:: What you will do ::
1. From the text on Pro Helvetia in Russia, list each activity on Christoph Fischer's schedule during his visit to the Russian Far East.
2. According to the text on Pro Helvetia in Russia, why does the typical down-season not apply to Swiss art professionals? Answer in one to three sentences.
3. Continue the text on Pro Helvetia in Russia after its final sentence.

Pro Helvetia, a Swiss Foundation for art and culture is extremely active in Russia, bringing the best of Swiss art, film and theatre. And even the typical down-season does not apply to Swiss art professionals. Later in August the Kazan Centre for contemporary culture welcomes the duo of Francoise and Daniel Cartier, while Yekaterinburg museum of photography “Metenkov’s House” is getting ready to host Marianne Mueller. The Open Look festival of contemporary dance once again invited Swiss dancers and choreographers. The St. Petersburg audience will have a chance to see the new performances of Foofwa d'Imobilité and of the 7273 dance company. One of those who has visited the Russian Far East this summer for the first time with the support of Pro Helvetia is the Swiss illustrator and visual artist Christoph Fischer, famous for his drawings of city reports and the genre of graphic reportage. Fischer’s busy schedule included opening his first exhibition in Russia, sketching Vladivostok, giving a public lecture on reporter’s illustration at the GIF art-aggregator, running a workshop for artists and illustrators in Khabarovsk, as well as judging a comic strip contest at the Farwater Festival of Youth Literature.

:: Supplied data ::

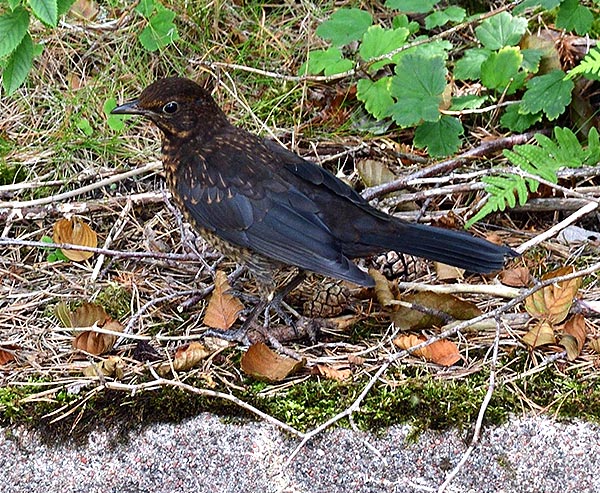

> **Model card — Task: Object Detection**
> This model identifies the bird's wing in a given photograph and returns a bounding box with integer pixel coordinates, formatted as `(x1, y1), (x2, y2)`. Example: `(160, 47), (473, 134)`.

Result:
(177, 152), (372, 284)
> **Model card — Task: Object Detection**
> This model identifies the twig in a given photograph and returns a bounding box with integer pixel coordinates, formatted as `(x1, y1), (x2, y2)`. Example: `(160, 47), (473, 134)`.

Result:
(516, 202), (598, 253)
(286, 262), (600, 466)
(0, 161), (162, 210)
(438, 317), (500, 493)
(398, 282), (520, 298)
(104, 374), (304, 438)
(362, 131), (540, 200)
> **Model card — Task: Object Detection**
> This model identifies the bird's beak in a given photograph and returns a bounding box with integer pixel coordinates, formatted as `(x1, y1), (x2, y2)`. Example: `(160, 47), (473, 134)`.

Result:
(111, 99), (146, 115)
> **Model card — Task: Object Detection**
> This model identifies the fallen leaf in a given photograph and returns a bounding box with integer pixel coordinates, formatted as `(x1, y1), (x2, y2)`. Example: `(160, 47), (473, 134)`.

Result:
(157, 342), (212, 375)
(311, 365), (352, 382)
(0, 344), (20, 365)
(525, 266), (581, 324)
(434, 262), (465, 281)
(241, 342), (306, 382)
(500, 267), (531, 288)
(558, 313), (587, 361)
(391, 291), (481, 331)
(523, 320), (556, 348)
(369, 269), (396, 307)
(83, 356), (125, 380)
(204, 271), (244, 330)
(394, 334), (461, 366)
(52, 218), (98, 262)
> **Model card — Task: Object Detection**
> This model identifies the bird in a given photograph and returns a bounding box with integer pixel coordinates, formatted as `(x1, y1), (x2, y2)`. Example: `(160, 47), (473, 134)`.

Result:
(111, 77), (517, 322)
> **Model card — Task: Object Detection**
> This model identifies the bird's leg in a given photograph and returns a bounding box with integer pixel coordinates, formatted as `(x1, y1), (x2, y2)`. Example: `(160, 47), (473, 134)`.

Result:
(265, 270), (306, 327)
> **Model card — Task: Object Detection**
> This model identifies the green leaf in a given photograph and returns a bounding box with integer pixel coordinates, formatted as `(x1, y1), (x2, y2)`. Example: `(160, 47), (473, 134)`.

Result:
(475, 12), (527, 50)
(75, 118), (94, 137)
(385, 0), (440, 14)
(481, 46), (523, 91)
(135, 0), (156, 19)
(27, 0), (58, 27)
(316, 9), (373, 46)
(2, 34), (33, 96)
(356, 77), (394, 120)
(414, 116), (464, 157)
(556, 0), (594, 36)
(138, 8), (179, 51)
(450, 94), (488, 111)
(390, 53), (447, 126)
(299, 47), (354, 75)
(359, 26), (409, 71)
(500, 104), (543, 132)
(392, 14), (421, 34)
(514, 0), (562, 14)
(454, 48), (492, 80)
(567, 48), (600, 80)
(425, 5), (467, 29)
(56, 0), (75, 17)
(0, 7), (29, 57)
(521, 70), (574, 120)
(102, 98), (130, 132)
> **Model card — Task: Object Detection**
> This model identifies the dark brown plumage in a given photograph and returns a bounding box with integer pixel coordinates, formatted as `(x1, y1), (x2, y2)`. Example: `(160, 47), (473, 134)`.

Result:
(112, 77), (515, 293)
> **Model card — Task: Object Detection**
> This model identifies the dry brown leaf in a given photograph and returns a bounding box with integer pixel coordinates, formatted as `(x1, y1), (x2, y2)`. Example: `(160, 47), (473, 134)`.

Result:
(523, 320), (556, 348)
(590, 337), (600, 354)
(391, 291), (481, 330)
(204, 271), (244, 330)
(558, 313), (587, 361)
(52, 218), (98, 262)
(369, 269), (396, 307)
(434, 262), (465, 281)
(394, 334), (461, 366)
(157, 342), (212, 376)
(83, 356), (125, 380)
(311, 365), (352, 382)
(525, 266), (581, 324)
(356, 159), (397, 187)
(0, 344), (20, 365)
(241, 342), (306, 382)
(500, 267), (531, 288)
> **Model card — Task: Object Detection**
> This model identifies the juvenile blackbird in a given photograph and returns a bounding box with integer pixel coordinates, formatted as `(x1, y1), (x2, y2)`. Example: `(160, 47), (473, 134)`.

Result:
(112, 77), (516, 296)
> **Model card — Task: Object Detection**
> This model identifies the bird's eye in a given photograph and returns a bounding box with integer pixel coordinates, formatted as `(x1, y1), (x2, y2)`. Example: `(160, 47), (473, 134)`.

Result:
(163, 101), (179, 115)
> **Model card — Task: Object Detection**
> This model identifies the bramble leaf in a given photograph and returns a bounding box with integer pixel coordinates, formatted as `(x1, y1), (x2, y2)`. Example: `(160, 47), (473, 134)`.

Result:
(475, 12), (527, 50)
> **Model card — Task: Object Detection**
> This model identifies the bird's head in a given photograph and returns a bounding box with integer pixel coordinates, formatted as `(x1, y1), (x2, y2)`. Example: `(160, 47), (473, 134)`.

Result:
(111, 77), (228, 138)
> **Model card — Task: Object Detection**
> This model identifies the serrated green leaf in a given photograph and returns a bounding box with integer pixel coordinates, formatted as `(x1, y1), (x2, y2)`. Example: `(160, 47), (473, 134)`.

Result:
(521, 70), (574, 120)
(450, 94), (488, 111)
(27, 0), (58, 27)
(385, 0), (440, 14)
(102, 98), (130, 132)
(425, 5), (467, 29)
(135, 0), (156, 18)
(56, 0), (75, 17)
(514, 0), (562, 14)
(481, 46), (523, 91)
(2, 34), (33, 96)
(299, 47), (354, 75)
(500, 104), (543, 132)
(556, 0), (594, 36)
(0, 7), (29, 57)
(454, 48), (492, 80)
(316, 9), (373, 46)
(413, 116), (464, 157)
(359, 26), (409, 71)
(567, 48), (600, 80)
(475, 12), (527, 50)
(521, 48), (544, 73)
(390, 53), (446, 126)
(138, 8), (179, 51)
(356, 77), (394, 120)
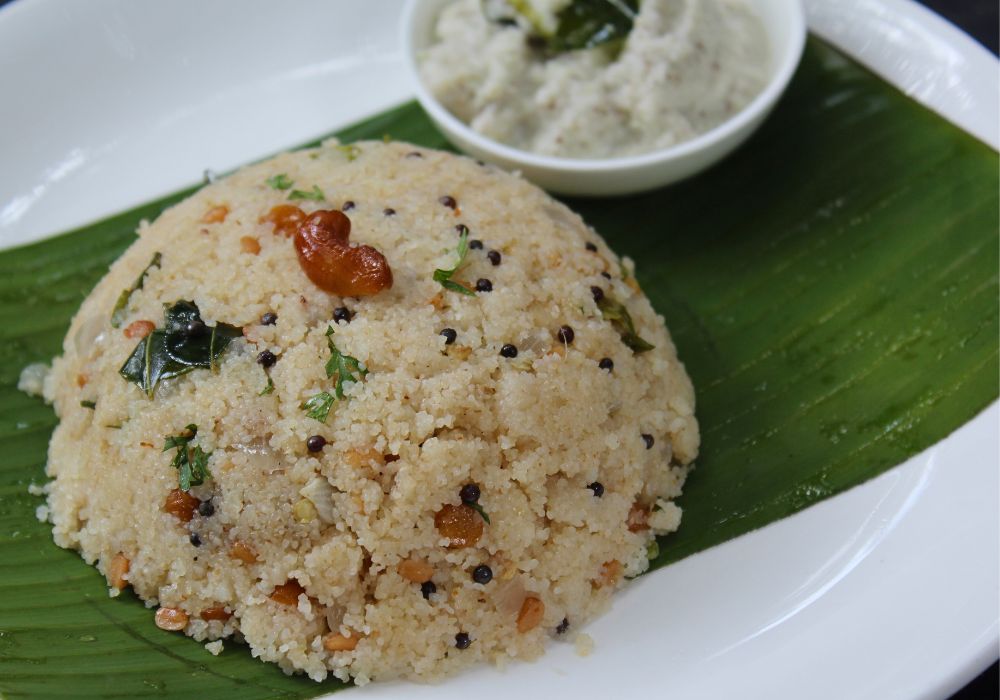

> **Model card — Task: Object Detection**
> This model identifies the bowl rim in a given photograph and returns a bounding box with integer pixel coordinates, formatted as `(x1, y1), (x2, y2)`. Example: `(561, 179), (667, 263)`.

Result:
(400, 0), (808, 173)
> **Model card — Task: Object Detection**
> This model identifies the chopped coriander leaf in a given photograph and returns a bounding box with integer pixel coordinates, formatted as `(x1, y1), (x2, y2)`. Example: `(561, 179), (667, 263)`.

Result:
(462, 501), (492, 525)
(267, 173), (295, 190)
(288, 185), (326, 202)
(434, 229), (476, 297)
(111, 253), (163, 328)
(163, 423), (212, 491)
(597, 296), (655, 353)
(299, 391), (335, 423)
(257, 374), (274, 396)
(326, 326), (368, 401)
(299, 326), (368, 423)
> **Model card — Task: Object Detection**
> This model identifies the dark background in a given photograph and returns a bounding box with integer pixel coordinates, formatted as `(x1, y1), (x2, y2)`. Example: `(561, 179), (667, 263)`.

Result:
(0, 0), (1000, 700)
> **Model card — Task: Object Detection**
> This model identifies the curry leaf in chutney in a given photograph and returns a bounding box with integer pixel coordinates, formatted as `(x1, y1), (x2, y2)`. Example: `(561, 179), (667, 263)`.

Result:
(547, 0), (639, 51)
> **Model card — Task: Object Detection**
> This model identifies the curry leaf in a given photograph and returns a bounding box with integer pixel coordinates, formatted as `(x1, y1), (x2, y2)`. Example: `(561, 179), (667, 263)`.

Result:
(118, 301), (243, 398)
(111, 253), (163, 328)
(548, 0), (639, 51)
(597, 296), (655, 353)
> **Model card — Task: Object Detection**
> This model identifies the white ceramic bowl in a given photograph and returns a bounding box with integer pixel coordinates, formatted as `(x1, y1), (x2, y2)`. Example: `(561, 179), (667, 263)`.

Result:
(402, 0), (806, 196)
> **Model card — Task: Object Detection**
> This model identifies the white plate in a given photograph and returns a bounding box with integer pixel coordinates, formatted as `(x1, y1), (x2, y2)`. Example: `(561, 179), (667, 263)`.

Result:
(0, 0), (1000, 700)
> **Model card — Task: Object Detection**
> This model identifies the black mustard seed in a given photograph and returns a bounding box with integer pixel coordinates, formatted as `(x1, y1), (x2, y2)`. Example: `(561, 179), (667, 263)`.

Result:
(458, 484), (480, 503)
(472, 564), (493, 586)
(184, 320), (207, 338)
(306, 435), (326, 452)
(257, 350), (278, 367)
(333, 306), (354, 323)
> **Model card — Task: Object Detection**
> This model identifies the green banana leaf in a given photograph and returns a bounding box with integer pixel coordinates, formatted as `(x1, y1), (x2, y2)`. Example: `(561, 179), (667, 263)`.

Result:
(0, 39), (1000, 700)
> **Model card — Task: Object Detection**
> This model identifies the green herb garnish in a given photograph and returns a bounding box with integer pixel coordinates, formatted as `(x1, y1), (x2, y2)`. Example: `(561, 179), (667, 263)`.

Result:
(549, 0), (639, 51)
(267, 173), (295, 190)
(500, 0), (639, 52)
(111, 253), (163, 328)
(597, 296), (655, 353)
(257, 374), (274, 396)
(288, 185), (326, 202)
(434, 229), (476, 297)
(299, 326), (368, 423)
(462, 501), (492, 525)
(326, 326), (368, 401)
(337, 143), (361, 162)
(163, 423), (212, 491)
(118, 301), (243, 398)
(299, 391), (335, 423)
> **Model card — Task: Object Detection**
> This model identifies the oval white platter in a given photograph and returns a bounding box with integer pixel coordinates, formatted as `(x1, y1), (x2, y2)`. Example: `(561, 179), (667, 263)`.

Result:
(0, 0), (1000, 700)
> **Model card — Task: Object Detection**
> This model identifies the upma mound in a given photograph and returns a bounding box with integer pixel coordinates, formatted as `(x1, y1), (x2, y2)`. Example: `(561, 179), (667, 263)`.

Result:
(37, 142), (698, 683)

:: Answers for this exercise ::
1.
- Opening his first exhibition in Russia
- Sketching Vladivostok
- Giving a public lecture on reporter's illustration at the GIF art-aggregator
- Running a workshop for artists and illustrators in Khabarovsk
- Judging a comic strip contest at the Farwater Festival of Youth Literature

2. Swiss art events in Russia keep going through it. Later in August, the Kazan Centre for contemporary culture welcomes Francoise and Daniel Cartier, and the Yekaterinburg museum of photography "Metenkov's House" is getting ready to host Marianne Mueller. The Open Look festival has also again invited Swiss dancers and choreographers to St. Petersburg.

3.
After returning to his native Lucerne, the artist met our correspondent Elena Rubinova to share his observations and impressions about the Russian Far East, discuss his views on contemporary art and future projects.
At the Farwater Festival of Youth Literature
Q: Christoph, why did you start discovering our vast country not from the big cities such as Moscow or St. Petersburg, but from such a special and remote region as the Far East?
A: I was invited to participate in theFarwaterbook festival in Vladivostok, so for that reason it was not my decision or choice to travel that far. Nevertheless, I was more interested to go to the Far East anyway. Moscow and St. Petersburg are closer to Europe, and there is a higher chance that I will go there by my own. Also, earlier friends of mine have been in Vladivostok too, for a graphic design event and told me a lot about it, so I was really inspired to go.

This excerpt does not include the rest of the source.